Your task:
Every line of the listing must be reproduced as it stands. Leave the images behind.

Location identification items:

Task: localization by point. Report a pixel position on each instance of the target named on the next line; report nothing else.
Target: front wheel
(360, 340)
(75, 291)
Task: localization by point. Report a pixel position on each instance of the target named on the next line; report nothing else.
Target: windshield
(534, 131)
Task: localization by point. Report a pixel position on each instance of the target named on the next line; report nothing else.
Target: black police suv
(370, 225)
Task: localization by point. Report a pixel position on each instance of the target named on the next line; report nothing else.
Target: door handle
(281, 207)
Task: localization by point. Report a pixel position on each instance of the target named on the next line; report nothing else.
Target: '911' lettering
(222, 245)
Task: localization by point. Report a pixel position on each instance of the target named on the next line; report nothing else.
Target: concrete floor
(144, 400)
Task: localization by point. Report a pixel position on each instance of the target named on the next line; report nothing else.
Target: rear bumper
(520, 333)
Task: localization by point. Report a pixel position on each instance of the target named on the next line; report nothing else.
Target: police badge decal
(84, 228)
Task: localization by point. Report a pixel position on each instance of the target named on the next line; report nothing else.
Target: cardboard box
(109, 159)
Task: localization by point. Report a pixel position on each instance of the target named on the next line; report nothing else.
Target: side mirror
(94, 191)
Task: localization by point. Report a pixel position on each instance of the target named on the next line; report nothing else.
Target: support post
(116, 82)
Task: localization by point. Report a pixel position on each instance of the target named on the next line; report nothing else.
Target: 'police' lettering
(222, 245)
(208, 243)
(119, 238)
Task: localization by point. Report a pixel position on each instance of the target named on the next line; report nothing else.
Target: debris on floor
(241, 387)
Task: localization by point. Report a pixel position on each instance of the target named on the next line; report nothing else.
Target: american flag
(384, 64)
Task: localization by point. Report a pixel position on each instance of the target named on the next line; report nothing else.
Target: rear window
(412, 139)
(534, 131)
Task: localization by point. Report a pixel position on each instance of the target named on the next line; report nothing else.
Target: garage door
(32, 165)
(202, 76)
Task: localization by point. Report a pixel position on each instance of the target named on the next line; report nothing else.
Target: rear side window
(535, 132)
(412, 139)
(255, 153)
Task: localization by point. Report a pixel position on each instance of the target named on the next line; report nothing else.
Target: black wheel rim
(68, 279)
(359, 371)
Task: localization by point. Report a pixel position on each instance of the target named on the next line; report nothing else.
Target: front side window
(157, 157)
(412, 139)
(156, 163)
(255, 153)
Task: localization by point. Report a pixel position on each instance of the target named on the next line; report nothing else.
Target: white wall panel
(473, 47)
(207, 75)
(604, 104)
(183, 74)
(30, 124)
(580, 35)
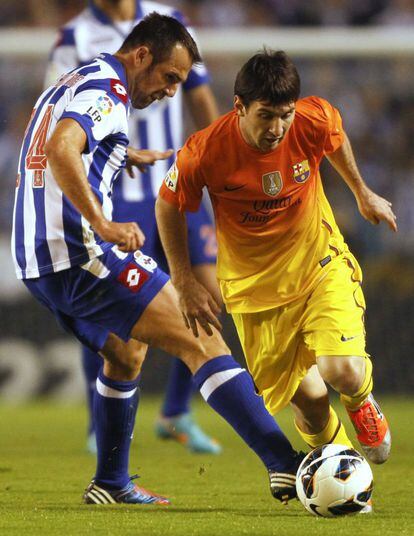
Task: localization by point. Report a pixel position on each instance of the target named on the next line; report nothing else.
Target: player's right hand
(127, 236)
(198, 307)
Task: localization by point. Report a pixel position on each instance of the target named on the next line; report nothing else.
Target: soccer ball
(334, 480)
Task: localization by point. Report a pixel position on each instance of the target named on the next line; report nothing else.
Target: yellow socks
(355, 401)
(334, 432)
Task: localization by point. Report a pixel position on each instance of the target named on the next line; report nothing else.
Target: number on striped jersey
(36, 159)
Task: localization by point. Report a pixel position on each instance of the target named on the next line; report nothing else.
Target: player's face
(262, 125)
(154, 82)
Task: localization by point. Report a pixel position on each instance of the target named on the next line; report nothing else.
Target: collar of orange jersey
(103, 17)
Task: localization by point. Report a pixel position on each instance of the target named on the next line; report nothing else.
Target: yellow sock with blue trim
(334, 432)
(356, 401)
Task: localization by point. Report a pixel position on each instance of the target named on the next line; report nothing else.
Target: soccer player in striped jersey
(102, 26)
(285, 271)
(89, 271)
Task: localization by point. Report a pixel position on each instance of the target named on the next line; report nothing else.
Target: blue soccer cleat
(130, 494)
(184, 430)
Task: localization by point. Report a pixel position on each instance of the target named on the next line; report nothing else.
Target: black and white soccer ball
(334, 480)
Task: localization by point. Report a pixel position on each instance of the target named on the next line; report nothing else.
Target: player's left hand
(375, 209)
(141, 158)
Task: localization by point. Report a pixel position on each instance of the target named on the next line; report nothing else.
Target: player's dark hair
(160, 34)
(270, 77)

Completed exercise:
Task: localization by point. Report a pixel position on each instance of the target named on the next line; report nothing else.
Target: front wheel
(360, 340)
(75, 291)
Task: localization by point. Report a pixel position on each instance of the target named on the next line; report nothing else.
Target: windshield
(534, 131)
Task: localization by point. Report a pixel position on each instance of the target named on the next line; report nothing else.
Target: black police suv
(370, 225)
Task: localization by point. Report a pixel position on each instance of the target named on the next line; report nothing else.
Target: door handle
(281, 207)
Task: localization by point. Report a pixel position on each instance of the target named on the next line; report nothing else.
Target: '911' lettering
(222, 245)
Task: localization by point. Report a pixel position on each instance of the target named on the next line; report nothing else.
Target: concrete floor
(144, 400)
Task: localization by point. Report a pixel position on each instance of the target named on the next line; report nothing else.
Target: rear bumper
(520, 333)
Task: localization by point. Report a pixel position on each instance of the target named on the next line; report nothing else.
Target: police badge decal
(84, 228)
Task: localization by point. Report a pixel position on each instance of the target named on the next line; report nothing else.
Target: cardboard box
(109, 159)
Task: localization by point. Report a pixel position on each instance of the target named on the next line; report nothing else.
Target: side mirror
(94, 191)
Task: localization by point. Report a pixel position on each instance of the target named on the next line; report nothing else.
Target: support post
(116, 82)
Task: localization by point. Report a pixel position on each instance of the target named on the next line; report nothing else.
Target: 'police' lettering
(222, 245)
(208, 243)
(119, 238)
Task: localization by point. Report a pixel position on each instance of the target named on the next line; report nothing else.
Target: debris on floor
(241, 387)
Task: localization by point. Report a pixel position on each instance of the target named on the next line; report nothing else.
Target: american flag
(384, 64)
Task: localization by point. Report a pixel position on each instance of the target named on the next line; report nothing else.
Target: rear window
(412, 139)
(534, 131)
Task: localization by point. Report a pixel position on each instance of the target named on the next line; report nothing else.
Target: garage door
(32, 165)
(202, 76)
Task: localization by point. Report a pixel position on each instance of the target named on the next line; report nothing else.
Target: rear side window
(535, 132)
(412, 139)
(255, 153)
Task: localization by point. Report a pixel position on each instance of the target named on the next line; report nothing else.
Target: black wheel rim
(68, 279)
(359, 371)
Task: localization by point. Report a pixel position on each instance of the target named on the next line; report nothing else.
Target: front side window
(157, 157)
(412, 139)
(156, 163)
(255, 153)
Task: localization by point. Report a pixel position on each instance of the target named on the next line; report nothing else.
Target: white wall panel
(473, 47)
(207, 75)
(604, 104)
(183, 74)
(30, 124)
(580, 35)
Task: localization by point. Report a pixel position on each instance of the target named on the next line; report nothing else.
Target: player's right hand
(127, 236)
(198, 307)
Task: localization by point. Report a pixel position on each instance of the target named on the next line; report nothing else.
Target: soccer ball
(334, 480)
Task: localization by point. Report a pixel position on each instance of the target named on the next line; report nothing else.
Target: yellow socks
(355, 401)
(334, 432)
Task: localization by point. Report a pixel position on each instance of the target named on the next line; report nothing else.
Target: number on striped jersey
(36, 159)
Task: localization by point. Report a pixel position on each instance of the target named on the next line; report nothing else.
Target: player's face
(262, 125)
(154, 82)
Task: localization by point. Report a pixel position on each instance of the target named on the next line; report nothing else.
Target: collar of orange jersey
(103, 17)
Task: localization by point. Report a pixel position on each instance of the target named on the next line; report nothing else.
Target: yellow sock with blue trim
(334, 432)
(356, 401)
Task: localization by point. Report a pixel position on each instance of the target named on the next line; report nothing else.
Target: soccer player in striped jersey
(102, 26)
(285, 271)
(89, 271)
Task: localization by point. Report a pixel position on each instance of the target named on the next line; report nothing else.
Target: blue soccer cleat
(130, 494)
(184, 430)
Task: localization by point. Report a pixel position on each instance of the target named on the next line; report nothing else.
Target: black and white soccer ball
(334, 480)
Task: localization by point. Report a pixel position on each instance of the target named on the next line; report nothing else.
Target: player's left hand
(375, 209)
(141, 158)
Task: localization by point. Report a pixel position on each instance of the target named on the next line; report nothing else.
Target: player's dark hair
(160, 34)
(270, 77)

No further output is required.